● Provided passage:
════════

Image Makers: Advertising, Public Relations, and the Ethos of Advocacy • Weird Like Us: My Bohemian America • Fashion and Its Social Agendas: Class, Gender, and Identity in Clothing

Contemporary scholars and writers are now debating the "invisible hand" of the information market with the same passion their counterparts two centuries ago displayed for the mythic extremity popularized by economist Adam Smith. The body of literature on globalization and the growth of electronic media has grown to substantial proportions. In the past ten years, authors have praised and denounced our increasingly fast-paced, media-surfeited society. Supporters cite greater access to information and vastly improved efficiency. Detractors note the growing digital divide and caution that electronic media have hastened the erosion of already tenuous social networks: youths are even more alienated and consumers even more passive, and modern selves are alternately "saturated" and "empty."
The only consensus, it seems, is that technological advances and the rapid movement of information and capital throughout the globe have contributed to the expansion of "popular culture"—a virtual arena in which a growing number of information producers, image makers, and active or passive consumers, depending on your theoretical position, struggle over meaning and morality. The three books reviewed here contribute substantially to the debate about image and identity in our modern society and world.

The legerdemain of image making

The supply side of the popular cultural marketplace—advertisers, public relations professionals, and grassroots advocates alike—is the subject of Image Makers: Advertising, Public Relations, and the Ethos of Advocacy, by sociologist Robert Jackall and anthropologist Janice Hirota. Unlike many scholars writing about popular culture, Jackall and Hirota carefully avoid linking the proliferation of images in contemporary society to postindustrial systems of production or to postmodern culture. In this treatise, after "years of fieldwork and archival research," Jackall and Hirota scrutinize the origins, micro operations, and ubiquity of the "ethos of advocacy" that they argue now occupies the substrate of our modern, not postmodern, popular culture.
This distinction between modernism and postmodernism, though understated in the text, is important. Chiefly, it signals the theoretical framework guiding the authors' conclusions about the ethos of advocacy. Jackall and Hirota do not frolic playfully amid the pastiche of juxtaposed meanings and images in contemporary culture. Rather, their theoretical dance partner is the surefooted social theorist Max Weber, most famous for The Protestant Ethic and the Spirit of Capitalism (1). In Protestant Ethic, Weber likens the necessary but nullifying effects of Western scientific rationalism and capitalist bureaucracy—the hallmarks of modernity—to an iron cage. In concluding his study Weber warns of "specialists without spirit" and "sensualists without heart." Indeed, these are the characters Jackall and Hirota sketch in their historical, theoretical, occupational ethnography of modern-day advocacy.

════════

● Material supplied:

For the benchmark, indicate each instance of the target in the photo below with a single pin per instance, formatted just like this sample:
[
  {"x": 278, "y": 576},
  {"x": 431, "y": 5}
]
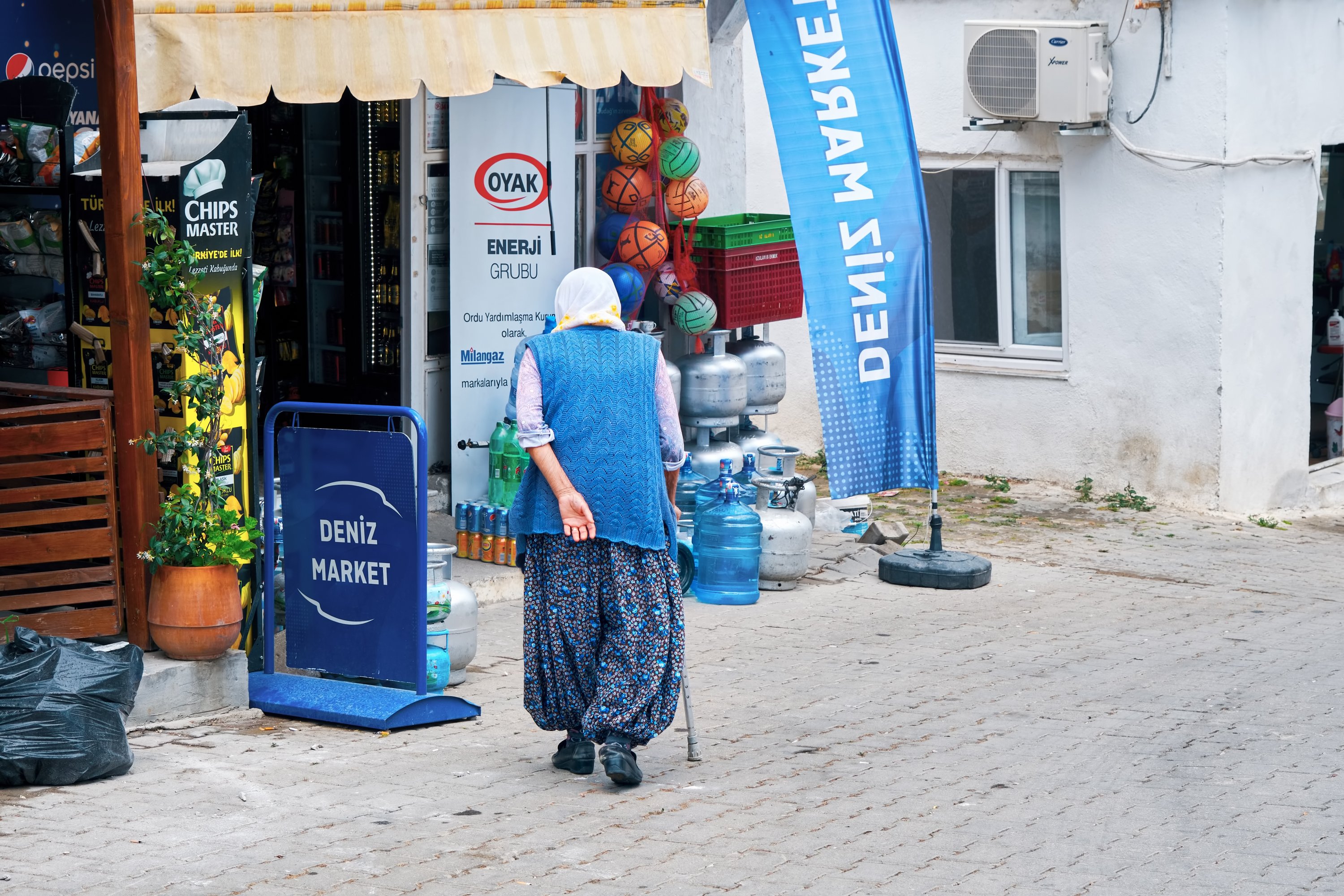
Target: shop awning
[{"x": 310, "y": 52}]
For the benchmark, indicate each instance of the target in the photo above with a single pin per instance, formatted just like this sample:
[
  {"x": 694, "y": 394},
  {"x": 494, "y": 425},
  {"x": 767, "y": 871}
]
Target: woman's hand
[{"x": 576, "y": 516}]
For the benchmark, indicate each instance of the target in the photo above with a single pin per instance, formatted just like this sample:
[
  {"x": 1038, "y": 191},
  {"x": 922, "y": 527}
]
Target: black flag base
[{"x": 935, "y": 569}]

════════

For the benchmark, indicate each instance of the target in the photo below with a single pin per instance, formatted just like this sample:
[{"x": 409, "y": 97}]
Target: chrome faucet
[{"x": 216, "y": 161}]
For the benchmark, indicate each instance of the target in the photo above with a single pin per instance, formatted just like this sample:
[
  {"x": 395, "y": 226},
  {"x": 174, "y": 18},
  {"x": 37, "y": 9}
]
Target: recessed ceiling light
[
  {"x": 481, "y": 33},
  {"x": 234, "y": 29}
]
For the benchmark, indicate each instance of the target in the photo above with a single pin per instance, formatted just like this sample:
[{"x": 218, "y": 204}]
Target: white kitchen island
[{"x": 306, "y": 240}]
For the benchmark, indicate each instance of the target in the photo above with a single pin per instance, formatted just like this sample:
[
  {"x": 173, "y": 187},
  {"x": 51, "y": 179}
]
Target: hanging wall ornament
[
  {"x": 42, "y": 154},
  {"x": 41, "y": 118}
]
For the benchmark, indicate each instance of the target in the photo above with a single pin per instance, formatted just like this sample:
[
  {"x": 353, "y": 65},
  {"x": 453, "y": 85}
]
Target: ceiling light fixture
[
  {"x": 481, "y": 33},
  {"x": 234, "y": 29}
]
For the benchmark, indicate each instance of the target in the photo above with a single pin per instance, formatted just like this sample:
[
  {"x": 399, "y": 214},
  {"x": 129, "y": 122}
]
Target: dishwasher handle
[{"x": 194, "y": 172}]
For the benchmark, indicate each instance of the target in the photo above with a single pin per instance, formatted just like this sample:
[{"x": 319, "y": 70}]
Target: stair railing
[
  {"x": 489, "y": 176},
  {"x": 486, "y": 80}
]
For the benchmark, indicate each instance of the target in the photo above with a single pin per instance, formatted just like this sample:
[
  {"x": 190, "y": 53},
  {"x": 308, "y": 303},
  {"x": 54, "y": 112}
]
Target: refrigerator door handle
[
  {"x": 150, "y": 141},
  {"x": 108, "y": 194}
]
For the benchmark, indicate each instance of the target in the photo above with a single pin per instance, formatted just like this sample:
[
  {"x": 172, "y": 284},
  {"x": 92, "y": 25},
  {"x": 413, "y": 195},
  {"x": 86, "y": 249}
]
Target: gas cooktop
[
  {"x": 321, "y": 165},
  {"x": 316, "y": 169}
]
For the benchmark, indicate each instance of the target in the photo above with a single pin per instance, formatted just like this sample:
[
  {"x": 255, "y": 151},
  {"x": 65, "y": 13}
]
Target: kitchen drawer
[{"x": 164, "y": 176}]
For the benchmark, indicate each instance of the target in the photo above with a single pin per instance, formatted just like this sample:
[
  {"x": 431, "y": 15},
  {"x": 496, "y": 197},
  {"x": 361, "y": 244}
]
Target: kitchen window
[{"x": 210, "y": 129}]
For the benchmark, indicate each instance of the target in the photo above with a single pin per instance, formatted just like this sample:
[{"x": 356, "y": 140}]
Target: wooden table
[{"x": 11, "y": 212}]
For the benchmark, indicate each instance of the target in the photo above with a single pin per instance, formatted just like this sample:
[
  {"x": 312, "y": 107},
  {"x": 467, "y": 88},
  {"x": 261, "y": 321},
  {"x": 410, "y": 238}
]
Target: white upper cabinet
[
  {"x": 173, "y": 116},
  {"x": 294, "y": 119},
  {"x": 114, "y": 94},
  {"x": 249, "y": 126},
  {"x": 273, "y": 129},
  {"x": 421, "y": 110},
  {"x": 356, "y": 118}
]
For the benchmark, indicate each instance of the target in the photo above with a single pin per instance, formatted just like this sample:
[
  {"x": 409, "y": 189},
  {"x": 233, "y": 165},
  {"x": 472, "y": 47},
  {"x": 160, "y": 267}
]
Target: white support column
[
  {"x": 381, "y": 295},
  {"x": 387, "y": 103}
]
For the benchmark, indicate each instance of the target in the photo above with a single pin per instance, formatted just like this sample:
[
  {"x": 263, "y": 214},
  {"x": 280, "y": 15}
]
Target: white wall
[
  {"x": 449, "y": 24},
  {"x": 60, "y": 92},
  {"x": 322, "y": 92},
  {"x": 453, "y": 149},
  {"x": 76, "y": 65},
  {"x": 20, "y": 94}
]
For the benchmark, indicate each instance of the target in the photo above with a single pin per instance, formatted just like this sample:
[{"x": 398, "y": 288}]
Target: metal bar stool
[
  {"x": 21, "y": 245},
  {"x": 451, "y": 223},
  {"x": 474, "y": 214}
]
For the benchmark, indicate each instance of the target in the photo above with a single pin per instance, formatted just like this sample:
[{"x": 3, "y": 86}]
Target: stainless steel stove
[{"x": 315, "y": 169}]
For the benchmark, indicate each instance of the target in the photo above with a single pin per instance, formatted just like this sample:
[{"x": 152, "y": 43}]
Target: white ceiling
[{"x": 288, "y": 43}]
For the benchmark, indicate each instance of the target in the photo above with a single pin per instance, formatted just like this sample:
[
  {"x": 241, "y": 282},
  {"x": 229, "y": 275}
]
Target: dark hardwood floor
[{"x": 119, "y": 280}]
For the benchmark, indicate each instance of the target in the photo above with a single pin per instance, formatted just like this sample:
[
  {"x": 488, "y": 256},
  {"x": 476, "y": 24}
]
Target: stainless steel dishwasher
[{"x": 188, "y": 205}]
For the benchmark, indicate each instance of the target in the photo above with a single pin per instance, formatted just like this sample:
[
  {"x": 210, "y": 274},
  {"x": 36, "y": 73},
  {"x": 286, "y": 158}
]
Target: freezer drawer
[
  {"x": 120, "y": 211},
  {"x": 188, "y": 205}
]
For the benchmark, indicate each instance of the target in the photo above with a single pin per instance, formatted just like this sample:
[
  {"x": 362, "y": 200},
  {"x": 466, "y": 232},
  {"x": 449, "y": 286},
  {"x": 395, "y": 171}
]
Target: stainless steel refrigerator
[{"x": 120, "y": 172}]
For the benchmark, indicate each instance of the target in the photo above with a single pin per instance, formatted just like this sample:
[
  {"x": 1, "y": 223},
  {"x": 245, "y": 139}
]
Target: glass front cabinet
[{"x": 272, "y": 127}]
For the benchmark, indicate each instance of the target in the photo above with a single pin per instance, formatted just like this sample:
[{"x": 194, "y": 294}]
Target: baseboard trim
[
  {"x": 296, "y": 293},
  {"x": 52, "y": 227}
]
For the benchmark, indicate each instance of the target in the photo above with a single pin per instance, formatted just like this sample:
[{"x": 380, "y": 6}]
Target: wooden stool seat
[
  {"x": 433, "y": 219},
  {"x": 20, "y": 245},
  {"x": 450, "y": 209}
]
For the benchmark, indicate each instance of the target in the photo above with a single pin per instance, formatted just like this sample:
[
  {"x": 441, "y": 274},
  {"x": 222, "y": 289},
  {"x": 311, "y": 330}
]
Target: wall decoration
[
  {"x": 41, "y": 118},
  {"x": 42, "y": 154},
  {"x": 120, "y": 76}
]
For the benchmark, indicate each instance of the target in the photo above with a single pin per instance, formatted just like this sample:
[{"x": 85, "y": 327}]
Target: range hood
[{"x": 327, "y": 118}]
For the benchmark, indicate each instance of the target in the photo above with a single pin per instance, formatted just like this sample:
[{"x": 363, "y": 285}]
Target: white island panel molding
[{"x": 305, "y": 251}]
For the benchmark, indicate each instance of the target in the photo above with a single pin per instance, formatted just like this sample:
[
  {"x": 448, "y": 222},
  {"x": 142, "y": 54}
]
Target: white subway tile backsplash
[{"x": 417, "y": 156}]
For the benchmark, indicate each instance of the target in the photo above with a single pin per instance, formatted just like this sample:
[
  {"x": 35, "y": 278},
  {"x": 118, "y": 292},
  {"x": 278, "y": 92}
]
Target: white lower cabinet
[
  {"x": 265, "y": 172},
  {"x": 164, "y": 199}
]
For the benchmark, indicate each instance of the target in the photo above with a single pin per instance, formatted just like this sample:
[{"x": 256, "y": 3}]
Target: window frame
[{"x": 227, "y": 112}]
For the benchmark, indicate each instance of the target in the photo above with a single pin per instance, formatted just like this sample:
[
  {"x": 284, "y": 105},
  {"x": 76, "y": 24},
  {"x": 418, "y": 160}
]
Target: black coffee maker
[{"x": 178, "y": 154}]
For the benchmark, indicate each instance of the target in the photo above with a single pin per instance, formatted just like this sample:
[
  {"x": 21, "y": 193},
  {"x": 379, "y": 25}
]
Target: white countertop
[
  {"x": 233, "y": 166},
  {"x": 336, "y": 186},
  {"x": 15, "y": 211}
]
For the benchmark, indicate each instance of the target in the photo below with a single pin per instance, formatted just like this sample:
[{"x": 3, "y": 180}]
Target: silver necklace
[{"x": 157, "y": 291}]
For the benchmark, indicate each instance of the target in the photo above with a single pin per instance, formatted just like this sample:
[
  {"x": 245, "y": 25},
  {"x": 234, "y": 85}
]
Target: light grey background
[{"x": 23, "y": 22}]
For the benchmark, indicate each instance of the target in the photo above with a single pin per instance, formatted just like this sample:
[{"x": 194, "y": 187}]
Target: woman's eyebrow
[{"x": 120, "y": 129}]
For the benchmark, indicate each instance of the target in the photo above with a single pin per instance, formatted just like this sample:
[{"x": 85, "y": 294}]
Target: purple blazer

════════

● Directions:
Answer these about the book review above:
1. What two things do supporters of our fast-paced, media-heavy society point to?
2. What field does each author of Image Makers work in?
3. In Protestant Ethic, what does Weber compare the effects of scientific rationalism and capitalist bureaucracy to?

● Task answer:
1. Greater access to information and vastly improved efficiency.
2. Robert Jackall is a sociologist, and Janice Hirota is an anthropologist.
3. An iron cage.